Excerpt provided:

►

Li Edelkoort’s ‘Anti-Fashion’ Manifesto

Li Edelkoort’s ‘Anti-Fashion’ Manifesto

By The Business of Fashion

The fashion system has been broken for some time, said trend forecaster Li Edelkoort at VOICES 2016. But, it can still regain its cultural cachet, and fix its exploitative practices.

When trend forecaster Li Edelkoort first published a manifesto called “Anti-Fashion” in 2015, people across the fashion industry told her that her critique had finally put how they felt into words.

“Fashion is old-fashioned,” said Edelkoort. But she believes the system can evolve to fit today’s reality and regain the cultural value it has lost over the years.

On the latest episode of The BoF Podcast, we revisit Edelkoort’s talk on the BoF VOICES stage in 2016. Her prescient ideas have only become more urgent and applicable in 2021 as the world emerges from a pandemic that forced the industry to further reevaluate its systems, values and place in society.

Fashion’s tendency towards individualism, which sees the industry place near-exclusive focus on the creator, doesn’t fit with today’s society, which is “hungry for consensus and altruism,” said Edelkoort. The problem stems in part from fashion schools, which, for the most part, have not updated their curriculum to reflect the current issues plaguing the industry.

◄

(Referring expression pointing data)
►

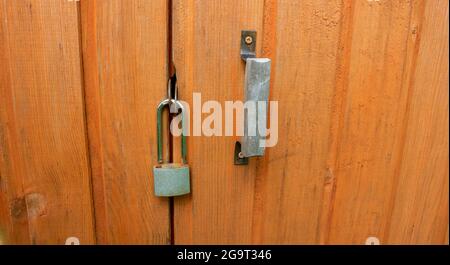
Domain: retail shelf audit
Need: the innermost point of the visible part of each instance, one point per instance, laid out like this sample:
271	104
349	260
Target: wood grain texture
45	192
206	44
420	208
354	120
125	63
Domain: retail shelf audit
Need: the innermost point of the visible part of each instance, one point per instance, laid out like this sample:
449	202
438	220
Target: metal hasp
171	179
256	91
248	44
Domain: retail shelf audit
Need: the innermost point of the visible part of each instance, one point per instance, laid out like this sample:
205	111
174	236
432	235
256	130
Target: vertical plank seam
92	113
405	120
83	97
343	61
13	112
269	50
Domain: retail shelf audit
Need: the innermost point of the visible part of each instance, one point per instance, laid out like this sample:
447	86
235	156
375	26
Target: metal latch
256	91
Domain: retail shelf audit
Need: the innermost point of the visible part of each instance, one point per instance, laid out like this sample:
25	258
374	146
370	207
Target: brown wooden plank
275	199
373	138
45	185
342	72
369	148
124	53
420	208
206	37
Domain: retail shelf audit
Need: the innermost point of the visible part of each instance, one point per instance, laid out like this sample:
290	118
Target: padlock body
171	180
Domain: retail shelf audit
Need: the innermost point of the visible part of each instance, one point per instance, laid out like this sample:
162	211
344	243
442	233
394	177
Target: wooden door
79	84
362	91
362	88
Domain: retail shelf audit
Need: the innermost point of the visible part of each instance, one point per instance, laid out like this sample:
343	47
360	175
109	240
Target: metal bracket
248	44
256	91
239	159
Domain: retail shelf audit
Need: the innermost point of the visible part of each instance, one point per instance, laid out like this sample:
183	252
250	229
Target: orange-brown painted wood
125	63
45	194
363	122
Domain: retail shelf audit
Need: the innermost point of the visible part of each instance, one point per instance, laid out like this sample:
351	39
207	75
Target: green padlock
171	179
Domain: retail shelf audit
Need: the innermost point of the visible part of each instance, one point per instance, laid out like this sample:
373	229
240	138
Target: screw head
248	40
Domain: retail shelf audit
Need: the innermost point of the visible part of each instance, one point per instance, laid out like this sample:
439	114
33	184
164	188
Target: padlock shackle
162	104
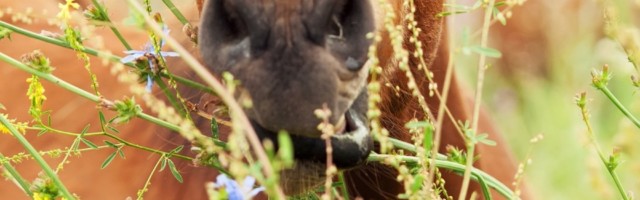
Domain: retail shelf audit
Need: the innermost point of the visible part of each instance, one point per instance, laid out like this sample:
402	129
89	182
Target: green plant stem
343	186
173	99
619	105
113	28
592	139
148	182
175	11
55	80
478	97
43	164
161	153
90	51
235	110
490	180
409	147
16	176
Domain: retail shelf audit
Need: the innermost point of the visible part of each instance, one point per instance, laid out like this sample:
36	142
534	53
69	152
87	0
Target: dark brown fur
372	181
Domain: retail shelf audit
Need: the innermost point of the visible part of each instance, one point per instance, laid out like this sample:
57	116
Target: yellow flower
21	126
36	95
41	196
64	9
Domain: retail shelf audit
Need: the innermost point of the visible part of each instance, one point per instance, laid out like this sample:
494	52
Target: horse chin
351	146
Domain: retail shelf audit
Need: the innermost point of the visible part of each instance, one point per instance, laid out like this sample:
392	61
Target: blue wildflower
149	52
237	191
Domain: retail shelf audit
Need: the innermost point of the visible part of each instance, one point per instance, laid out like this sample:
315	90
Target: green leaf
163	164
89	143
103	122
214	129
174	171
121	153
43	131
484	138
427	142
108	160
113	129
84	130
485	188
177	149
417	124
110	144
417	183
285	149
486	51
499	16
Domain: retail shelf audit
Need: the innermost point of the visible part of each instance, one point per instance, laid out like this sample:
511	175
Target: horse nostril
353	64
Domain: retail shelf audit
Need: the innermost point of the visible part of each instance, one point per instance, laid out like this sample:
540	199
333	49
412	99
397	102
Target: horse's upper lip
350	148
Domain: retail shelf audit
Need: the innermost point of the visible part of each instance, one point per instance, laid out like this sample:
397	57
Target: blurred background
549	49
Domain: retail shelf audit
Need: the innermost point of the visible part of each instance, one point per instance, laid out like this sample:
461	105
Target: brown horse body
123	177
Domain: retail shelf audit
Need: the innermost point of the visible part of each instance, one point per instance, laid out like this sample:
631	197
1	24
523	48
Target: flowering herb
148	53
236	191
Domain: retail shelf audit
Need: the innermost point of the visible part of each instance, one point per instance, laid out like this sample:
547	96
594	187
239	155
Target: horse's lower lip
350	148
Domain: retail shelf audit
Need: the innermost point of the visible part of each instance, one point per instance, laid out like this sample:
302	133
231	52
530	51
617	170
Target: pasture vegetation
570	147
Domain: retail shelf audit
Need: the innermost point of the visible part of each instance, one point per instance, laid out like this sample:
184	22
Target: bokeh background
549	49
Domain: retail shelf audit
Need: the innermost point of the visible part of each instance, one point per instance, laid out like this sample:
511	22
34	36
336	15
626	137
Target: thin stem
16	176
478	97
175	11
55	80
490	180
126	143
111	26
621	107
343	186
148	182
442	108
235	110
90	51
596	146
43	164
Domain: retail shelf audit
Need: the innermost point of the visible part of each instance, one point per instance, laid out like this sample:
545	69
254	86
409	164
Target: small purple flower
237	191
150	52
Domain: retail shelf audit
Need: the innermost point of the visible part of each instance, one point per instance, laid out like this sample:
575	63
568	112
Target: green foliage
127	109
5	33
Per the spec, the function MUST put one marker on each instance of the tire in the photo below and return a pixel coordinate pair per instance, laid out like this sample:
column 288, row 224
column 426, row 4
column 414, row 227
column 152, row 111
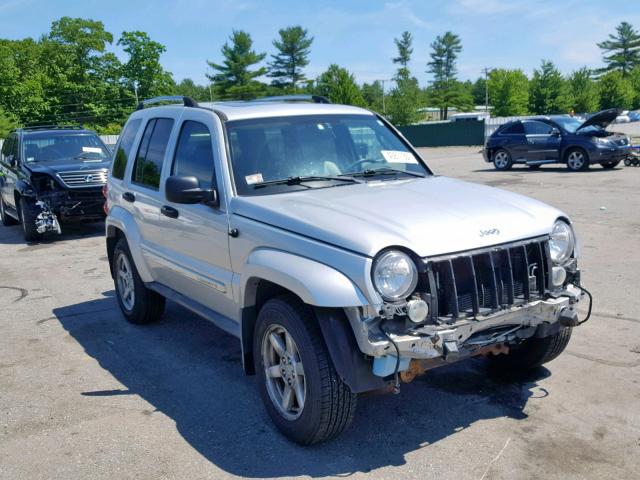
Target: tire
column 7, row 220
column 502, row 160
column 139, row 305
column 610, row 165
column 577, row 160
column 28, row 220
column 328, row 405
column 533, row 352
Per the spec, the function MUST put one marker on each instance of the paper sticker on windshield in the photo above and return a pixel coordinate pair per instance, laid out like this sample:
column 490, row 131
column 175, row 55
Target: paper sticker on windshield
column 253, row 179
column 397, row 156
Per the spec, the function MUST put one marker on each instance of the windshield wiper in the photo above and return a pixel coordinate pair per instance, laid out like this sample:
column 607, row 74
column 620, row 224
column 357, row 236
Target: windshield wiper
column 300, row 180
column 383, row 171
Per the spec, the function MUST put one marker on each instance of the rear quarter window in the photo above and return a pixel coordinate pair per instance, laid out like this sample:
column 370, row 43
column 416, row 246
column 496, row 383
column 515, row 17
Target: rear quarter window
column 128, row 135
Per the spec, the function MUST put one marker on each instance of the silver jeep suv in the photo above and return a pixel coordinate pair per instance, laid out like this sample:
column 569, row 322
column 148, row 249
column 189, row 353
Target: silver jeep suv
column 317, row 236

◄

Actions to take:
(A) In the article on Li Edelkoort's "Anti-Fashion" manifesto, condense the paragraph beginning "Fashion's tendency towards individualism" into a short bulleted list that keeps its main points.
(B) Pick up the article on Li Edelkoort's "Anti-Fashion" manifesto where it ends and write the next few paragraphs.

Per-task outputs:
(A)
- Fashion's individualism, with its near-exclusive focus on the creator, doesn't fit today's society.
- According to Edelkoort, society is "hungry for consensus and altruism."
- Part of the problem comes from fashion schools, most of which haven't updated their curriculum to reflect the industry's current issues.

(B)
The race to the bottom regarding prices is destroying fashion’s cultural value as well as harming garment workers. “How can a product that needs to be sewn, grown, harvested, combed, spun, knitted, cut and stitched, finished, printed, labeled, packaged and transported cost a couple of euros? It’s impossible,” said Edelkoort. As a starting point, she suggested implementing legislation on minimum prices.

The retail experience also needs to be reinvented to be more focused and better presented to consumers. Edelkoort points to Dover Street Market, whose curated approach sets it apart from traditional department stores. “Everything we do is from the 20th century. Even concept stores and online commerce were from the last moments of the 20th century,” said Edelkoort.